▶ _Page text_
#####

Russia's Supreme Court banned "Nurdzhular" (a russification of "Nurcular", Turkish for "Nursi followers") as "extremist" on 10 April 2008. The Court's reasoning has never been made public (see F18News 27 June 2007 http://www.forum18.org/Archive.php?article_id=981).

"Everyone answered that there is no such organisation," Khapinova continued, "but they kept asking who the leader is, and confused the old women like that." Some of the Nursi readers who were searched and interrogated are women over 60, she told Forum 18.

Kostromin of Tatarstan Interior Ministry's press service was unable to tell Forum 18 whether a person's readership of works by Said Nursi automatically indicated membership of "Nurdzhular". "Investigators are dealing with that issue now and when they make public the charges a court will decide whether they are guilty or not," he replied.

Law enforcement agents routinely equate readership of Nursi's works with membership of "Nurdzhular". Yet Forum 18 has found no connection between the few reasons offered by Russian courts for banning Nursi literature and broader state allegations regarding "Nurdzhular" (see F18News 5 March 2013 http://www.forum18.org/Archive.php?article_id=1811).

#####

▶ _Record list_
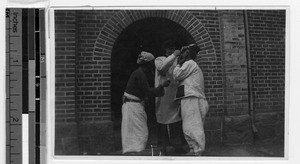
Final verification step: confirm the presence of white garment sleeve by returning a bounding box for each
[173,60,196,81]
[154,54,176,75]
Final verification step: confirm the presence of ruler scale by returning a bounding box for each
[6,9,46,164]
[6,9,22,164]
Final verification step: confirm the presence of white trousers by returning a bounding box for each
[181,97,208,155]
[121,102,148,153]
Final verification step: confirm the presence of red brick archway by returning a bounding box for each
[93,10,215,57]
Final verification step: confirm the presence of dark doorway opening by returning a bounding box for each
[111,18,194,150]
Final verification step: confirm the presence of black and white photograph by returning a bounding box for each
[52,7,288,159]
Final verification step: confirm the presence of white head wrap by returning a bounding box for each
[136,51,155,64]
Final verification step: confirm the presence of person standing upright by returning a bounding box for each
[155,40,184,155]
[121,51,170,155]
[173,44,209,156]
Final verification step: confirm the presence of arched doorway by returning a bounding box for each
[111,17,195,150]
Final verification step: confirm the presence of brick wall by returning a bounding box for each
[55,10,285,154]
[190,10,224,116]
[56,10,285,121]
[220,10,249,115]
[55,11,76,123]
[76,10,115,121]
[248,10,286,113]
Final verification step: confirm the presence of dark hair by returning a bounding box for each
[188,44,200,60]
[162,40,177,49]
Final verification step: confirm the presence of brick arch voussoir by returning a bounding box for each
[94,10,215,56]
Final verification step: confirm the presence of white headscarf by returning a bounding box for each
[136,51,155,64]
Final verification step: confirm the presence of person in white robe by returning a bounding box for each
[173,44,209,156]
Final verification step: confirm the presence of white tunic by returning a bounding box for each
[155,54,181,124]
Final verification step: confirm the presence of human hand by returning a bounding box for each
[161,79,171,87]
[173,50,180,57]
[177,55,185,67]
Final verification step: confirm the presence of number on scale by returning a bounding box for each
[6,9,9,18]
[11,117,19,122]
[40,56,45,63]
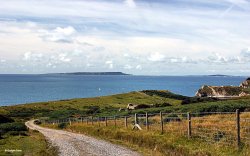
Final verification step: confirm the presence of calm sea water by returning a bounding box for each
[0,75,246,106]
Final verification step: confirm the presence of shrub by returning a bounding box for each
[154,102,172,107]
[8,131,28,136]
[213,131,225,142]
[136,104,150,109]
[0,122,27,134]
[0,115,14,124]
[141,90,187,100]
[86,106,100,114]
[58,123,68,129]
[163,114,181,122]
[34,120,42,125]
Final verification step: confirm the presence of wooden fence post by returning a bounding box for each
[114,116,116,127]
[236,109,241,148]
[91,116,94,125]
[125,116,128,128]
[98,116,101,127]
[187,112,192,139]
[160,112,164,134]
[69,118,71,125]
[105,117,108,127]
[135,113,138,124]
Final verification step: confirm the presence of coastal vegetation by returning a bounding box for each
[0,115,57,156]
[0,90,250,155]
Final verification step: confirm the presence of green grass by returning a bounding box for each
[43,123,250,156]
[0,92,181,120]
[0,90,250,121]
[0,130,57,156]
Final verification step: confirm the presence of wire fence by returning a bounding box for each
[43,110,250,147]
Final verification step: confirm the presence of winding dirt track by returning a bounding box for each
[25,121,140,156]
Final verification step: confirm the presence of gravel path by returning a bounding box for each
[25,121,140,156]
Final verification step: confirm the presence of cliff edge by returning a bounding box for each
[195,78,250,98]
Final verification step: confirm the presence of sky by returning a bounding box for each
[0,0,250,76]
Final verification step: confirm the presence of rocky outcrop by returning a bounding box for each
[195,78,250,98]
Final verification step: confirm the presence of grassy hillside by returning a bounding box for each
[0,92,181,118]
[0,90,250,120]
[0,130,57,156]
[0,90,250,155]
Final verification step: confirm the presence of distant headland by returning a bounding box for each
[47,72,131,75]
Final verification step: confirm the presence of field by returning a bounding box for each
[0,90,250,155]
[0,91,250,120]
[43,113,250,156]
[0,130,57,156]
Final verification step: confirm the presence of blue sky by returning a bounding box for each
[0,0,250,75]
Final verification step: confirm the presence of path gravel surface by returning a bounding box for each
[25,121,143,156]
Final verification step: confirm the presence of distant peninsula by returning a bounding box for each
[48,72,131,75]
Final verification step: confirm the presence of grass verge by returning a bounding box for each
[0,130,57,156]
[43,123,250,156]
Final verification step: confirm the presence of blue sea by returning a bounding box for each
[0,75,246,106]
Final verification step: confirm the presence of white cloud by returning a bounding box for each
[124,0,136,8]
[39,26,76,43]
[105,61,114,69]
[58,53,71,62]
[0,59,6,63]
[135,64,142,70]
[124,64,133,70]
[23,52,44,61]
[148,53,165,62]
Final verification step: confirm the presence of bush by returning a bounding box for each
[154,102,172,107]
[8,131,28,136]
[0,115,14,124]
[141,90,187,100]
[58,123,68,129]
[0,122,27,135]
[34,120,42,125]
[86,106,100,114]
[136,104,150,109]
[163,114,181,122]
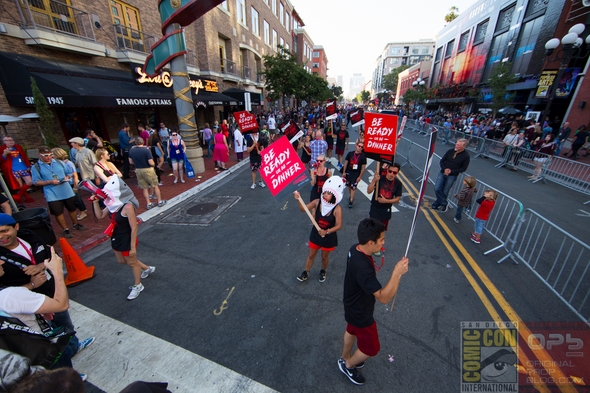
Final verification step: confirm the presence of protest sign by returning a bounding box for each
[326,99,338,120]
[350,109,365,127]
[260,136,310,197]
[234,111,258,134]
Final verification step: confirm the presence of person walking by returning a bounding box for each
[338,218,409,385]
[432,139,471,213]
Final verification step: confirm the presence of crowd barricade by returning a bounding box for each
[446,172,524,255]
[498,209,590,323]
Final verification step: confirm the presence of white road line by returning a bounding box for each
[70,300,275,393]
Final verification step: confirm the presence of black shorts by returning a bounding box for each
[47,195,76,216]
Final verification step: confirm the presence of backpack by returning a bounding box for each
[0,288,76,369]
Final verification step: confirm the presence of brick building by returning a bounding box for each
[0,0,313,149]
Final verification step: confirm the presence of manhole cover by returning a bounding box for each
[186,203,219,216]
[158,196,240,226]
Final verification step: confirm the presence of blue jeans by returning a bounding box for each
[432,172,457,209]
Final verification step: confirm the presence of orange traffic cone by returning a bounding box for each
[59,237,94,287]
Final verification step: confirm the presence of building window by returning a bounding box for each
[445,40,455,59]
[250,7,260,37]
[236,0,246,25]
[110,0,145,52]
[457,31,469,52]
[263,20,270,45]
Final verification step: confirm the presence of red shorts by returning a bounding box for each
[309,241,336,251]
[121,238,139,257]
[346,322,381,356]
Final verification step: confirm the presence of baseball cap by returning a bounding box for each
[70,137,84,146]
[0,213,16,225]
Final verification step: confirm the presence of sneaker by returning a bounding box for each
[297,270,308,282]
[76,337,94,353]
[141,266,156,279]
[338,358,365,385]
[127,284,144,300]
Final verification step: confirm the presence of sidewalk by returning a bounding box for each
[17,150,248,254]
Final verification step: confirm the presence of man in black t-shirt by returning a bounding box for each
[246,132,266,190]
[342,140,367,207]
[367,162,402,231]
[338,218,408,385]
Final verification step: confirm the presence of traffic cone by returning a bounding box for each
[59,237,94,287]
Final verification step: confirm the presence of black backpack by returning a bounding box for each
[0,288,76,369]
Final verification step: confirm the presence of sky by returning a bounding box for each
[290,0,477,94]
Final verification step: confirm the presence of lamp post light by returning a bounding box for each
[541,23,590,120]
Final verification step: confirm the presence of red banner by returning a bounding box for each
[234,111,258,134]
[365,112,398,156]
[260,136,309,197]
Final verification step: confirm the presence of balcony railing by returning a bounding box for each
[221,59,238,75]
[15,0,96,41]
[113,25,157,53]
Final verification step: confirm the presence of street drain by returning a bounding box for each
[186,203,219,216]
[158,196,240,226]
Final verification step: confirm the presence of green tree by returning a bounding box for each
[381,65,410,92]
[445,6,459,23]
[31,77,59,148]
[486,62,518,117]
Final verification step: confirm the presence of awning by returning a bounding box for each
[193,90,243,107]
[223,88,261,105]
[0,52,174,107]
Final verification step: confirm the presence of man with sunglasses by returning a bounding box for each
[367,162,403,239]
[31,146,86,238]
[342,140,367,208]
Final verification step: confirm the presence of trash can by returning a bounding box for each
[12,207,57,246]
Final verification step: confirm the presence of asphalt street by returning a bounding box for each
[70,123,588,393]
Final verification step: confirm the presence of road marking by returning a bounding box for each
[69,300,275,393]
[401,174,577,393]
[213,287,236,315]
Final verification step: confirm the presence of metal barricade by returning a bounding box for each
[498,209,590,323]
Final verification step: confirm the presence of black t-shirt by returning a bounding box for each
[336,130,348,149]
[369,176,402,220]
[342,244,381,328]
[346,151,367,175]
[247,136,262,162]
[129,146,153,168]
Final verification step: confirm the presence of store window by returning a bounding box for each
[110,0,150,53]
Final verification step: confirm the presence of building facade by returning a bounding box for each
[371,38,435,95]
[0,0,313,148]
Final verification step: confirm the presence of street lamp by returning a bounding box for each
[541,23,590,119]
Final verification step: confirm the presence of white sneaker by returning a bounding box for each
[141,266,156,278]
[127,284,144,300]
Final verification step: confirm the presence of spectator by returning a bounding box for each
[31,146,86,238]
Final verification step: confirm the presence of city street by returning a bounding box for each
[70,125,587,392]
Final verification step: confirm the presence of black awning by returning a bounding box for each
[0,53,174,108]
[223,88,260,105]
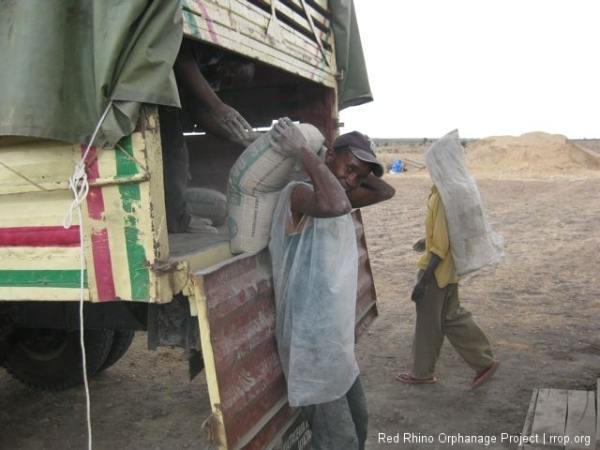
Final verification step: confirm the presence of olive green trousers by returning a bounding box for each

#####

▶ _Task brief_
Could you quote the stretch of the text on Nursi readers in Russia from "Russia's Supreme Court" through "June 2007 http://www.forum18.org/Archive.php?article_id=981)."?

▶ _Task solution_
Russia's Supreme Court banned "Nurdzhular" (a russification of "Nurcular", Turkish for "Nursi followers") as "extremist" on 10 April 2008. The Court's reasoning has never been made public (see F18News 27 June 2007 http://www.forum18.org/Archive.php?article_id=981).